Indian Economy’s Reform Engine Stalls
At a recent economic conference here, one of India’s more self-confident politicians was touting the country’s bright business prospects to a group of foreigners when the electricity in the room failed.
Talking straight through the blackout, Parliament member Rajesh Pilot told the participants, “We are very hopeful.”
Power failures at five-star hotels are among this country’s least pressing economic problems, but the incident at the Taj Palace earlier this month underscored India’s halting march to economic liberalization, which affects everything from the price of rice in the most remote village to the flow of electricity in the nation’s capital.
Six years after this nation of 950 million embarked on a monumental effort to dismantle its socialist economy, the process has entered an uncertain time. The economy, after several years of impressive growth, has begun to slow. Relics of the Soviet-style system survive intact.

» **Data extract**:
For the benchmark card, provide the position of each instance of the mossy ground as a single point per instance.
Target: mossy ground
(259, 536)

» **Written request 1**:
According to the passage, how many years had passed since India set out to dismantle its socialist economy?
» **Written request 2**:
Say whether each statement agrees with the passage, answering yes or no and quoting the words that decide it.
(a) The electricity failed during a conference at the Taj Palace.
(b) India's economy is still growing as strongly as in earlier years.
(c) The remains of the Soviet-style system have been taken apart.

» **Correct result 1**:
Six years.

» **Correct result 2**:
(a) Yes: "the incident at the Taj Palace earlier this month"
(b) No: "The economy, after several years of impressive growth, has begun to slow."
(c) No: "Relics of the Soviet-style system survive intact."